Over recent years, a debate has arisen over the amount of sugars people should eat and the potential effects sugars may have on health.
Starch Europe together with partner associations (CAOBISCO, CEFS, UNESDA, and PROFEL) supported an initiative aiming to contribute to an objective, fact-based and informed debateon sugars in the European Union through the provision of clear information with today’s established scientific evidence.
Here are 9 facts about sugars:
1. Sugars provide a source of energy required by the body to function.
2. Sugars are found in nature. All green plants providing foodstuffs, including fruits and vegetables, grains, as well as milk and honey, contain naturally-occurring sugars.
3. Many types of sugars are found in the diet on a daily basis. These include, for example, glucose, fructose, sucrose, and lactose.
When the term ‘sugar’ is used, people are referring to ‘sucrose’
4. The human body does not differentiate between sugars naturally present in foods and added sugars.
5. In the EU, sugars must be labelled as total sugars2 according to Regulation (EU) No 1169/2011 on the provision of food information to consumers.

-- EXERCISE REQUIREMENTS --
1. Answer these from the passage on sugars, one line each:
(a) Which partner associations joined Starch Europe in supporting the initiative?
(b) What four types of sugars does the passage give as examples of those found in the diet?
(c) Under which regulation must sugars be labelled as total sugars in the EU?
2. Carry on the passage on sugars from its last line, adding the remaining numbered facts in the same style.

-- SOURCE INFORMATION --
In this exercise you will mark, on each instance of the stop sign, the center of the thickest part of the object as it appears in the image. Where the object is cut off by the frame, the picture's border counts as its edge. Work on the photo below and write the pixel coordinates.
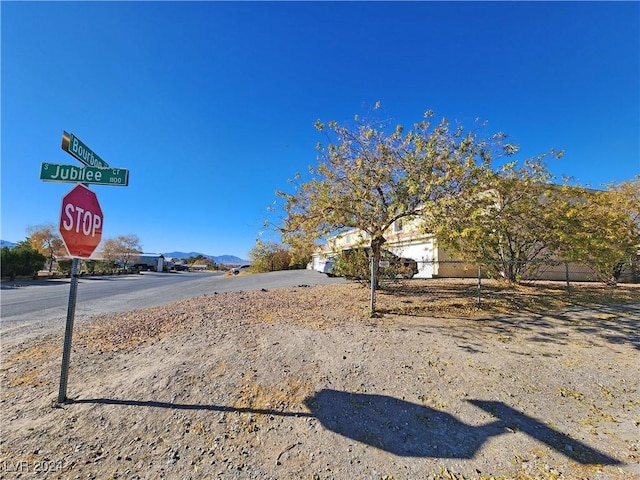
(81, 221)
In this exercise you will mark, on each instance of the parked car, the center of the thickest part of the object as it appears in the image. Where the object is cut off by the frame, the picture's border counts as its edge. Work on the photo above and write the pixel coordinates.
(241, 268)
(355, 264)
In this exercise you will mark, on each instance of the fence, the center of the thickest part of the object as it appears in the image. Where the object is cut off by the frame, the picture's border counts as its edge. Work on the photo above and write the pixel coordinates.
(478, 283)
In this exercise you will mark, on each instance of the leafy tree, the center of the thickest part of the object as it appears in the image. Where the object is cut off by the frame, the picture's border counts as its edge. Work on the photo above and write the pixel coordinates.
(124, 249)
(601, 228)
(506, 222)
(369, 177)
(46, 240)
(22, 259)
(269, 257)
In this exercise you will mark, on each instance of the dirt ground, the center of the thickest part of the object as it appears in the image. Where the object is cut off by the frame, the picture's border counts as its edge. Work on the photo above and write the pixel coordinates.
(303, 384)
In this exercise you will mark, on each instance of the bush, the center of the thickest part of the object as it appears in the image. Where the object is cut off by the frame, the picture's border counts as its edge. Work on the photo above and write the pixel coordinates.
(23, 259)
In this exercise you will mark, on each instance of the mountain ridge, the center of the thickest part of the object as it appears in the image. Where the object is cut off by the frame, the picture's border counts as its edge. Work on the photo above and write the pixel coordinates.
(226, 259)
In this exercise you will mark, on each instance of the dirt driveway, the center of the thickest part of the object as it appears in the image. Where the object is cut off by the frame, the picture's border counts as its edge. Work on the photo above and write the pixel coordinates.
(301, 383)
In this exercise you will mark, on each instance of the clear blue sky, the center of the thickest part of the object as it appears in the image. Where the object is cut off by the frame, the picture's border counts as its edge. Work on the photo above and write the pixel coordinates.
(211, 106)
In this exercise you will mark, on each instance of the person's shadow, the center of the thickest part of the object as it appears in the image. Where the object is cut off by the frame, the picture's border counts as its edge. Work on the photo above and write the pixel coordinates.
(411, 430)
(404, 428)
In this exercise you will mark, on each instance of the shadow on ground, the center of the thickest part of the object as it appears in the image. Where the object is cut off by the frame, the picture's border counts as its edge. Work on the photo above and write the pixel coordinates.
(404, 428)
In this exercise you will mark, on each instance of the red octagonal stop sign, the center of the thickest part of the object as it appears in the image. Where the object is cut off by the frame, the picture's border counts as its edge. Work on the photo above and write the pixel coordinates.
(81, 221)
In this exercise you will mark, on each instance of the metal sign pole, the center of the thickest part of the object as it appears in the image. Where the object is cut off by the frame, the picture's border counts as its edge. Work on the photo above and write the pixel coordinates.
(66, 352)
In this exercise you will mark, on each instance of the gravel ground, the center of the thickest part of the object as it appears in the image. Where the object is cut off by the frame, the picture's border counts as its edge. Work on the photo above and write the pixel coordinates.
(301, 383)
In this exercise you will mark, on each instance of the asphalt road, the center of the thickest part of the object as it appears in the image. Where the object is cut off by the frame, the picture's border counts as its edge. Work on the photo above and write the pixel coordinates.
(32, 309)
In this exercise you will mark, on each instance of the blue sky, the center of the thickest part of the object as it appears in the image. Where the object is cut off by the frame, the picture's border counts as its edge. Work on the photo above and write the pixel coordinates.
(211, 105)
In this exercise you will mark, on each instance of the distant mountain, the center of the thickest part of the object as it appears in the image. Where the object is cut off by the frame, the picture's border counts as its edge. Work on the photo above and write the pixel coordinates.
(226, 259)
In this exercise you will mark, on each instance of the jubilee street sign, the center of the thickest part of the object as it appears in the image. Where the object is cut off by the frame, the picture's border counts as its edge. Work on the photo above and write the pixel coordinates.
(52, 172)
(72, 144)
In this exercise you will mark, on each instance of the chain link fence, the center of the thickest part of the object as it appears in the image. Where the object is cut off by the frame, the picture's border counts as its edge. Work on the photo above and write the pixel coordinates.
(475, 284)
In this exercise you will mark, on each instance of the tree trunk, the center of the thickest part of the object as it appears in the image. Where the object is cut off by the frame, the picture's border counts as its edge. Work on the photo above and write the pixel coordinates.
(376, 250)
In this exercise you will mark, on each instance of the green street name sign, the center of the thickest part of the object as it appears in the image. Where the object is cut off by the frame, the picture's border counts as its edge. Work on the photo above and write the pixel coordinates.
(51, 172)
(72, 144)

-- EXERCISE RESPONSES --
1.
(a) CAOBISCO, CEFS, UNESDA, and PROFEL
(b) Glucose, fructose, sucrose, and lactose
(c) Regulation (EU) No 1169/2011 on the provision of food information to consumers

2.
6. In addition to bringing sweetness, sugars have many functions in foods, such as helping provide taste, texture and colour, extend shelf-life, and ensure safety and quality. No other single ingredient can replace all the functions of sugars in every food and drink.
7. Scientific studies in humans do not support the hypothesis that sugars may be physiologically addictive.
8. Frequency of consumption of fermentable carbohydrates3 and lack of oral hygiene are the most important factors influencing the development of dental caries.
9. Sugars can be part of a healthy and balanced diet. Excessive consumption of calories from any source, combined with insufficient energy expenditure, is associated with an increased risk of overweight, obesity and non-communicable diseases.
This initiative has produced a flyer presenting these 9 facts, as well as a brochure which explores the science around sugars and intends to put the evidence on sugars and health into context.